Collector of Internal Revenue for the First District of Illinois
- In office 1875 - April 12, 1876
- Appointed by: Ulysses S. Grant
- Preceded by: Philip Wadsworth
- Succeeded by: F.H. Battershall

Personal details
- Born: August 25, 1811 Hampton, New Hampshire, U.S.
- Died: April 12, 1876 (aged 64) Chicago, Illinois, U.S.
- Resting place: Rosehill Cemetery, Chicago, Illinois, U.S.

Military service
- Allegiance: United States of America Union
- Branch/service: United States Army Union Army
- Years of service: 1838-54, 1861-65
- Rank: Brigadier General Brevet Major General
- Battles/wars: Mexican War American Civil War Battle of Belmont; Battle of Fort Henry; Battle of Fort Donelson; Battle of Shiloh; Battle of Corinth; Siege of Vicksburg; Atlanta campaign; March to the Sea; Carolinas campaign;

= Joseph Dana Webster =

Union Army general

Joseph Dana Webster (August 25, 1811 – April 12, 1876) was an American civil engineer and soldier most noted for administrative services during the American Civil War, where he served as chief of staff to both Ulysses S. Grant and William T. Sherman.

-- Provided material --
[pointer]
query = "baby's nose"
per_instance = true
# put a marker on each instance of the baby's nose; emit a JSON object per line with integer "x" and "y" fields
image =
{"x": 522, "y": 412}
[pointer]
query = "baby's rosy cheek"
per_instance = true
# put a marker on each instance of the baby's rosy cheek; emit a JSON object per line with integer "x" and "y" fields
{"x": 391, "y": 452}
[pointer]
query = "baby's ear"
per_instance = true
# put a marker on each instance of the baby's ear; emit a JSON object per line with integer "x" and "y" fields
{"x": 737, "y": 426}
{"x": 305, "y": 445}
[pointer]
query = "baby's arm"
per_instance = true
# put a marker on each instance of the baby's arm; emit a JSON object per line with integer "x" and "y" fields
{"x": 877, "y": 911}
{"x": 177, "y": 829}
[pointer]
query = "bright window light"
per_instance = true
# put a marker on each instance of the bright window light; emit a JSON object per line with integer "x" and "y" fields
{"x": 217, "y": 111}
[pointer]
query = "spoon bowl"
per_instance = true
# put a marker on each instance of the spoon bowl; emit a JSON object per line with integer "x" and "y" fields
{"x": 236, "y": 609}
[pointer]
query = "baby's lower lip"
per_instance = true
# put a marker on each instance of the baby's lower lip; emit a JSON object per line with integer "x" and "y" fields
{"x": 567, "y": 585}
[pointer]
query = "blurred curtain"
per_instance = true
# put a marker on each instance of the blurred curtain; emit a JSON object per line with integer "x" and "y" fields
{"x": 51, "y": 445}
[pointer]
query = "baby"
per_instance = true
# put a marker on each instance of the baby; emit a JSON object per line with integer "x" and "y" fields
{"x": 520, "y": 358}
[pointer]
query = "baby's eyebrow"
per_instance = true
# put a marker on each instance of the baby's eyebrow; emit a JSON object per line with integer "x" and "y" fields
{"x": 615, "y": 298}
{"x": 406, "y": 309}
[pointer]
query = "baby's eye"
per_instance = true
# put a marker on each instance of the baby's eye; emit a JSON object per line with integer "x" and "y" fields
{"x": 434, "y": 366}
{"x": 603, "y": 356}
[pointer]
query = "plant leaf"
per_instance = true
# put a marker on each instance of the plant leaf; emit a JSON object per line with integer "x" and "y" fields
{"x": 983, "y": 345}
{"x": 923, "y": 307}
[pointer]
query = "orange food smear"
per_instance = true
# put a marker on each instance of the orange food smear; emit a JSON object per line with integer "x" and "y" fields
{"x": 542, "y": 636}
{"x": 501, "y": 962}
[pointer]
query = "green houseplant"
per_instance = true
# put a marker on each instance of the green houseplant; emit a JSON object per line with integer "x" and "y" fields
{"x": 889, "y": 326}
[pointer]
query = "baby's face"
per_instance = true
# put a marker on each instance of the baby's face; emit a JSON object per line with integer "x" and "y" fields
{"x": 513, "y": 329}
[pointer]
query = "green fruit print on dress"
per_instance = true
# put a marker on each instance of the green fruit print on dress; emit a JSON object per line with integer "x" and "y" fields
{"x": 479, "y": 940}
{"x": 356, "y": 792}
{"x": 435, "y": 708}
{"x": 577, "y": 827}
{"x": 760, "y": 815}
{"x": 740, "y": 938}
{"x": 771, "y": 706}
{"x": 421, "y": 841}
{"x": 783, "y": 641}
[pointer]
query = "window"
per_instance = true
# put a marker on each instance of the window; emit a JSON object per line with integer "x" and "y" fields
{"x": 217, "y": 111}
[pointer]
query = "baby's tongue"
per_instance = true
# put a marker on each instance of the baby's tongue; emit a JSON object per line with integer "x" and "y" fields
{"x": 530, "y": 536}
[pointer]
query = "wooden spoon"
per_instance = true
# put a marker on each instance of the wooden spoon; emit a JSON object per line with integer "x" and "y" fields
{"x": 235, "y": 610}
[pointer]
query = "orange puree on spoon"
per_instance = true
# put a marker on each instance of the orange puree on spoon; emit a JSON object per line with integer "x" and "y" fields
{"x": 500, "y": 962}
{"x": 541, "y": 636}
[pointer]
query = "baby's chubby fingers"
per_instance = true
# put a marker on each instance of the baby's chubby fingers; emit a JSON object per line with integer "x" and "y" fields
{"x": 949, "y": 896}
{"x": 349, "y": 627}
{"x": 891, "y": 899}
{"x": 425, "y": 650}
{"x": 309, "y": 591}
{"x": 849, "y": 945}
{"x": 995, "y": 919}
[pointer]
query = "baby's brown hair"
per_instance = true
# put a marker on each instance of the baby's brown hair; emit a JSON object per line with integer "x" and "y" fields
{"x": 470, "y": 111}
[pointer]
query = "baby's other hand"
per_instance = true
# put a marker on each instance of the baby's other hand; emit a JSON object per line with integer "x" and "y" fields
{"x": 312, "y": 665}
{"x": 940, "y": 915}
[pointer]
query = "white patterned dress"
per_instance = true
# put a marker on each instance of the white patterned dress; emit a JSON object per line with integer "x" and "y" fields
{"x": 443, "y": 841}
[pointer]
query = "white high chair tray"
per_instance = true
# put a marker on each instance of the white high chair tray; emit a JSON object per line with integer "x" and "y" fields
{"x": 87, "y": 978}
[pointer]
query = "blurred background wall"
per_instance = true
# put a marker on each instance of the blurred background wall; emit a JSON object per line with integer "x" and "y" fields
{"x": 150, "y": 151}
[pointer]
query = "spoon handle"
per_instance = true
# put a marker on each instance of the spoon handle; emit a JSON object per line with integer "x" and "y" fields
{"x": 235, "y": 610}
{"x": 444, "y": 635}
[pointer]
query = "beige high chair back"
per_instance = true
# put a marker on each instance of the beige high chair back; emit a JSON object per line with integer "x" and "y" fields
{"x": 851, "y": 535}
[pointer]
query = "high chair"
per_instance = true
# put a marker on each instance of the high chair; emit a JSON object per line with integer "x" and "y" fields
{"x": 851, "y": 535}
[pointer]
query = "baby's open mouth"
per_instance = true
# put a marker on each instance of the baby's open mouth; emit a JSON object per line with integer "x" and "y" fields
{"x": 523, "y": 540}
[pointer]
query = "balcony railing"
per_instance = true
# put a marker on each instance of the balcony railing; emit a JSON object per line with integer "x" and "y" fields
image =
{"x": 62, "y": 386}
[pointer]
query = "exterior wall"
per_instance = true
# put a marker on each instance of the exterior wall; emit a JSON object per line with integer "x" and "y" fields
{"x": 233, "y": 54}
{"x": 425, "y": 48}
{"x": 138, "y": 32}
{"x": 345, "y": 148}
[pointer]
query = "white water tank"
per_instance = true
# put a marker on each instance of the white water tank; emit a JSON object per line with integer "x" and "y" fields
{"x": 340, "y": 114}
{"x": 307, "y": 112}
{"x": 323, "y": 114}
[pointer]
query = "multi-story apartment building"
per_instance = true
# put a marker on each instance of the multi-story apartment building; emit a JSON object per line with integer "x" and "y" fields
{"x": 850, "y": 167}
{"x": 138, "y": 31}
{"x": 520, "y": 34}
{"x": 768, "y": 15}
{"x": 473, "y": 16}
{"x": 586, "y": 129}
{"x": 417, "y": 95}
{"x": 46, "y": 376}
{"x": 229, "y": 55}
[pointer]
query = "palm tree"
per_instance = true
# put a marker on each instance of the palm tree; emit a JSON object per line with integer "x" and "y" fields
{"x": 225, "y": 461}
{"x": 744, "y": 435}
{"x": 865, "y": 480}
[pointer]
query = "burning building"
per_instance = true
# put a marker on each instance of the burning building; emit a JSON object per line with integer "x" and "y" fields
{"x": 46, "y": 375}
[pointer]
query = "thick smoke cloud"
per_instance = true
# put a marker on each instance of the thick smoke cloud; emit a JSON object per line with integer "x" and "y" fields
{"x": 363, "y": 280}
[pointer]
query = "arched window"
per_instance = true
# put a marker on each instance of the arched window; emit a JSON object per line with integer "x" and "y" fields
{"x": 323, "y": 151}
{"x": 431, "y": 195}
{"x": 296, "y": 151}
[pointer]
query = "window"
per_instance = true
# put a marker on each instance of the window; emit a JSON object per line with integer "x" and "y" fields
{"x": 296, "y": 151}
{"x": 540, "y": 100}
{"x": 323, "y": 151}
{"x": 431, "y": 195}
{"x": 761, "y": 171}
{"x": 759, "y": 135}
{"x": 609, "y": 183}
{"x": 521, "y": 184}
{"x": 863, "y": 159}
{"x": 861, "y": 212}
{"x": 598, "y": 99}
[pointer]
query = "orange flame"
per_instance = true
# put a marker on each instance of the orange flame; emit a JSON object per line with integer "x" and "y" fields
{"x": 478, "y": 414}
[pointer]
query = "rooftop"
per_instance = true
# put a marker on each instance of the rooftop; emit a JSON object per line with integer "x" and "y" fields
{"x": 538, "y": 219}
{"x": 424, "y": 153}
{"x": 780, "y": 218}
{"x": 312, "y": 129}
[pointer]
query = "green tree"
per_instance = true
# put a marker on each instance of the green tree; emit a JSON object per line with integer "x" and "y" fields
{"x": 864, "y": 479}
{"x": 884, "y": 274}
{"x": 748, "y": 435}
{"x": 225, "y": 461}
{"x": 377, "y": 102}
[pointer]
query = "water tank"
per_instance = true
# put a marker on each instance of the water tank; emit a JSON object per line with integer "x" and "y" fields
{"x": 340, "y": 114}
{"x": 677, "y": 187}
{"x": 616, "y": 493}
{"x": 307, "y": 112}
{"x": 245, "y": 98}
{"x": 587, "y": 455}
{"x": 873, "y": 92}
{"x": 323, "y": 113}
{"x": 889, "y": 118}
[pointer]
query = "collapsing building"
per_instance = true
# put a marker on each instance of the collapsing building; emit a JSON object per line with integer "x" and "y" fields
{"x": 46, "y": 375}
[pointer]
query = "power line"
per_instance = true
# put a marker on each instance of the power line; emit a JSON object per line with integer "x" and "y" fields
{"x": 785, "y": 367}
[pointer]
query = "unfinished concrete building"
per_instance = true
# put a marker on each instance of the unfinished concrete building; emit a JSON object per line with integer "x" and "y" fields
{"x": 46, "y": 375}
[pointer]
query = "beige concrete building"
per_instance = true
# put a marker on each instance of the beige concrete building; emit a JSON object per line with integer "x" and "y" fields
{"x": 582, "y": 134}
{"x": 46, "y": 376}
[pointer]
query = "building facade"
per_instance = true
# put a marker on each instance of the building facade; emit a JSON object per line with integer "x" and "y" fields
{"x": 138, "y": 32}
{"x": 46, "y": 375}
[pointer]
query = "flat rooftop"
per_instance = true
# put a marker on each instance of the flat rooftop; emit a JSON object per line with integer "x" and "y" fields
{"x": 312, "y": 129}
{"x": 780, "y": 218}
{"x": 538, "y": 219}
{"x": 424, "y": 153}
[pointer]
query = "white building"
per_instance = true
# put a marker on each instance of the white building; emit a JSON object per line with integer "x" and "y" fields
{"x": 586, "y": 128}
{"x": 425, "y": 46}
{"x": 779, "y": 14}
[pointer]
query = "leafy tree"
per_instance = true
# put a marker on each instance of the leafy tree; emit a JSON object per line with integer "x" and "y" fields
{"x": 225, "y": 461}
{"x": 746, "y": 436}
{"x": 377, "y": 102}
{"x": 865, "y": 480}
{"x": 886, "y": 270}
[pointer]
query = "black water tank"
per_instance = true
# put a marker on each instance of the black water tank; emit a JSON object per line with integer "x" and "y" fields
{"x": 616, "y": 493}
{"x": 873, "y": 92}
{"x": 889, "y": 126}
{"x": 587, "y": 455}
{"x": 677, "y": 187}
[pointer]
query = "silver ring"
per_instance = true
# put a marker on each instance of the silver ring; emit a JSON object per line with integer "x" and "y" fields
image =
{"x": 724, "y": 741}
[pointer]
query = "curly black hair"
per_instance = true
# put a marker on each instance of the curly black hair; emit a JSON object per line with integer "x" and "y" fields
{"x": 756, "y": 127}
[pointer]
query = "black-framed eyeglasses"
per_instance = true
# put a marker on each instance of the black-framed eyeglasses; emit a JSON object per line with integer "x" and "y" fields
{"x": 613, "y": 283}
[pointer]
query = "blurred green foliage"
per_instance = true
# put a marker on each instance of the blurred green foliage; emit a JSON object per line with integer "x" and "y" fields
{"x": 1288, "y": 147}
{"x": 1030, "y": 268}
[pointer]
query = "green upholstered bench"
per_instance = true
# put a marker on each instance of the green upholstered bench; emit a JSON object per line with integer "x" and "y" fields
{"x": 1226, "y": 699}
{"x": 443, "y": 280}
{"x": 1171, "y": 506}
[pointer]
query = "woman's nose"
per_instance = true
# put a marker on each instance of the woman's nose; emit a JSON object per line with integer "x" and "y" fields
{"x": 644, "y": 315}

-- Set exercise --
Write what comes next in the piece on Joseph Dana Webster, starting right after its last sentence.

-- Response to the exercise --
==Career==
Webster was born in New Hampshire in 1811. He graduated from Dartmouth College in 1832 and worked as a civil engineer. He joined the U.S. army in 1838, serving as 2nd lieutenant in the U.S. Topographical Engineers. He fought in the Mexican–American War and by 1853 was captain of the U.S. Engineers. He resigned from the Army in 1854.

A few years later the outbreak of the Civil War brought Webster back into the service of the army. On June 1, 1861 he was appointed major in the U.S. Army Paymasters. In September he became chief of staff to Ulysses S. Grant. On February 1, 1862 Webster was appointed colonel of the 1st Illinois Light Artillery Regiment, but remained as Grant's chief of staff through the battles of Belmont, Fort Henry, Fort Donelson, and Shiloh.

On the eve of the first day's fighting at Shiloh, Webster was instrumental in massing the artillery in support of Grant's last line of defense near Pittsburg Landing. On April 4, 1863, President Abraham Lincoln appointed Webster to the grade of brigadier general of U.S. volunteers, to rank from November 29, 1862. In early November 1862, Webster was assigned as the superintendent of railroads in the Department of the Tennessee. He next served as the Chief of Transportation for the Army of the Tennessee, during the siege of Vicksburg, and later for the entire Military Division of Mississippi.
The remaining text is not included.